Promove educação e conscientização: Viajantes aprendem sobre história, cultura e realidades sociais que geralmente não aparecem nos roteiros tradicionais ou nos livros de história contados pela perspectiva do colonizador.
Gera troca genuína: Não é uma relação de consumo superficial, mas de aprendizado mútuo e conexão humana profunda.
Fortalece identidades: As comunidades se veem valorizadas e reconhecem a importância dos seus saberes epistêmicos, dos seus conhecimentos ancestrais.
Experiência Quilombola: um reencontro
A interação foi única, mas familiar. No que vivi no quilombo, reconheci que os saberes da minha mãe também são epistêmicos, também são válidos, também são ciência. Me vi integrada àquela comunidade, não como visitante externa, mas como alguém que retornava a um lugar que sempre existiu dentro de mim.

- _Material fornecido_:
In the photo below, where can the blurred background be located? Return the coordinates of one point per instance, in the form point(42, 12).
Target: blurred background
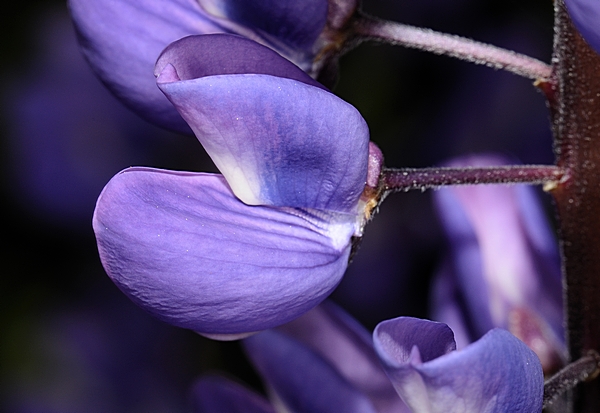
point(69, 339)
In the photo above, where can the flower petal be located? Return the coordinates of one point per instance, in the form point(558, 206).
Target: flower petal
point(300, 380)
point(296, 23)
point(504, 263)
point(586, 15)
point(122, 39)
point(334, 335)
point(498, 373)
point(278, 141)
point(184, 248)
point(214, 394)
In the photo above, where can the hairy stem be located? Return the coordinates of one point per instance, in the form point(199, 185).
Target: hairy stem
point(406, 179)
point(450, 45)
point(576, 127)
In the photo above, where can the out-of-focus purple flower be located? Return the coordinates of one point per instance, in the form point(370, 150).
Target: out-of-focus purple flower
point(326, 362)
point(189, 247)
point(503, 269)
point(586, 17)
point(323, 361)
point(66, 134)
point(496, 374)
point(122, 39)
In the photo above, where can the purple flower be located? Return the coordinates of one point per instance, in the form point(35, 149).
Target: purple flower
point(503, 269)
point(326, 362)
point(268, 240)
point(586, 15)
point(497, 373)
point(122, 39)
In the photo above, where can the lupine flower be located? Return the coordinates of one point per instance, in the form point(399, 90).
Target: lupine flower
point(270, 238)
point(326, 362)
point(503, 269)
point(122, 39)
point(497, 373)
point(586, 15)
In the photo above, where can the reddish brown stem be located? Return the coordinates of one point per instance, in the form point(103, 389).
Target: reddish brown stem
point(576, 125)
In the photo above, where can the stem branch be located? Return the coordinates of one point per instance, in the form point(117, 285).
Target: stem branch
point(450, 45)
point(406, 179)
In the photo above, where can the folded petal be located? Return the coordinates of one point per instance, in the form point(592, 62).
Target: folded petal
point(184, 248)
point(299, 380)
point(214, 394)
point(122, 39)
point(278, 141)
point(334, 335)
point(498, 373)
point(586, 15)
point(296, 23)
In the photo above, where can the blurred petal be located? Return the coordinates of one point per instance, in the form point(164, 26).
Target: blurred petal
point(184, 248)
point(300, 380)
point(498, 373)
point(504, 262)
point(122, 39)
point(210, 55)
point(297, 23)
point(586, 15)
point(334, 335)
point(214, 394)
point(277, 141)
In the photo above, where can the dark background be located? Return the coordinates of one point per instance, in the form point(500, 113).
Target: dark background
point(71, 342)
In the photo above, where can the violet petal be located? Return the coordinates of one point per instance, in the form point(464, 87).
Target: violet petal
point(504, 262)
point(121, 39)
point(334, 335)
point(496, 374)
point(300, 380)
point(194, 57)
point(277, 141)
point(184, 248)
point(296, 23)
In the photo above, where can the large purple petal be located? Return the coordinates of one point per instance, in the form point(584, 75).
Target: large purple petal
point(184, 248)
point(334, 335)
point(296, 23)
point(299, 379)
point(277, 141)
point(214, 394)
point(586, 15)
point(122, 39)
point(496, 374)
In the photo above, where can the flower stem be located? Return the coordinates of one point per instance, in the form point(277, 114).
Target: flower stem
point(586, 368)
point(462, 48)
point(576, 126)
point(406, 179)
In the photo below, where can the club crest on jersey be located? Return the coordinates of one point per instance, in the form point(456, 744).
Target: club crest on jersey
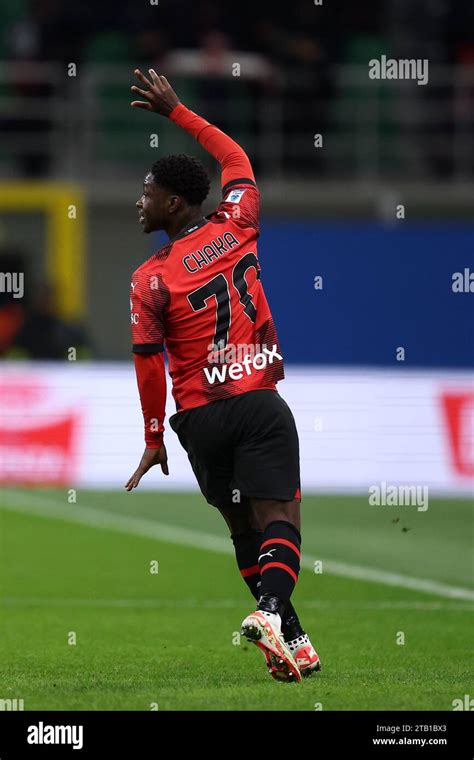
point(234, 196)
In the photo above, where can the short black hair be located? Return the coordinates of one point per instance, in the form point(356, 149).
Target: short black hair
point(183, 175)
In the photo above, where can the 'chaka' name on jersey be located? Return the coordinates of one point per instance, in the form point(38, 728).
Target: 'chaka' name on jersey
point(212, 250)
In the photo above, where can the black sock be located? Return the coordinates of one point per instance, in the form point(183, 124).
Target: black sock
point(279, 560)
point(247, 549)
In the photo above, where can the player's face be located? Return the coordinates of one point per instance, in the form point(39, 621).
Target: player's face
point(153, 206)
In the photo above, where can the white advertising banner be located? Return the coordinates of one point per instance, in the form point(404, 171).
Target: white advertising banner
point(80, 424)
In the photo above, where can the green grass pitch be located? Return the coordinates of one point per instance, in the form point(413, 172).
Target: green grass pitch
point(168, 640)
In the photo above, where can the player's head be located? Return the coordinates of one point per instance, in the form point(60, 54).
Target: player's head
point(176, 186)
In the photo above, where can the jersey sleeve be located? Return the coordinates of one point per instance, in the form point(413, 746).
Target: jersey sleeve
point(241, 198)
point(149, 299)
point(241, 203)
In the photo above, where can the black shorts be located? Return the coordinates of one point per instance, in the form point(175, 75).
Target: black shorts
point(242, 447)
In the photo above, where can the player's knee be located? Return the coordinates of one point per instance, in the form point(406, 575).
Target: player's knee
point(268, 511)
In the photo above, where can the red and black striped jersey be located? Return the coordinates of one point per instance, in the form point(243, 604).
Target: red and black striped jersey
point(201, 298)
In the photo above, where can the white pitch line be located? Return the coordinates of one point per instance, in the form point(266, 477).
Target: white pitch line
point(31, 503)
point(156, 603)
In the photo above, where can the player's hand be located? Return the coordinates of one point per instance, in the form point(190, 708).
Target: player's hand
point(150, 457)
point(157, 91)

- _Objetivo do exercício_: Continue o texto base sobre turismo em comunidades quilombolas, acima, a partir da última frase.

- _Resultado do exercício_:
Essa é a potência do turismo étnico-afro em territórios quilombolas: ele não nos torna apenas espectadores, mas participantes de um processo de resgate, valorização e perpetuação de culturas ancestrais. Ele nos devolve a nós mesmos. Nos reconecta com raízes que muitas vezes foram apagadas pela violência do racismo estrutural e pela narrativa única do colonizador.
Como planejar sua experiência em Quilombos
Se você ficou interessado em vivenciar o turismo étnico-afro em quilombos, algumas dicas importantes:
Pesquise comunidades que recebem visitantes: Nem todos os quilombos têm estrutura para turismo ou desejam receber visitantes. Respeite essa escolha e a autonomia das comunidades.
Entre em contato direto: Sempre que possível, converse diretamente com lideranças da comunidade para agendar sua visita. Isso garante que o benefício financeiro chegue até elas.
Vá com mente aberta: Essa não é uma experiência de consumo rápido, mas de aprendizado, escuta e troca genuína.
Respeite as regras locais: Cada comunidade tem suas próprias normas, tradições e espaços sagrados. Siga-as com atenção e respeito.
Valorize os produtos locais: Compre artesanato, alimentos e outros produtos oferecidos pela comunidade. Isso garante renda direta para as famílias.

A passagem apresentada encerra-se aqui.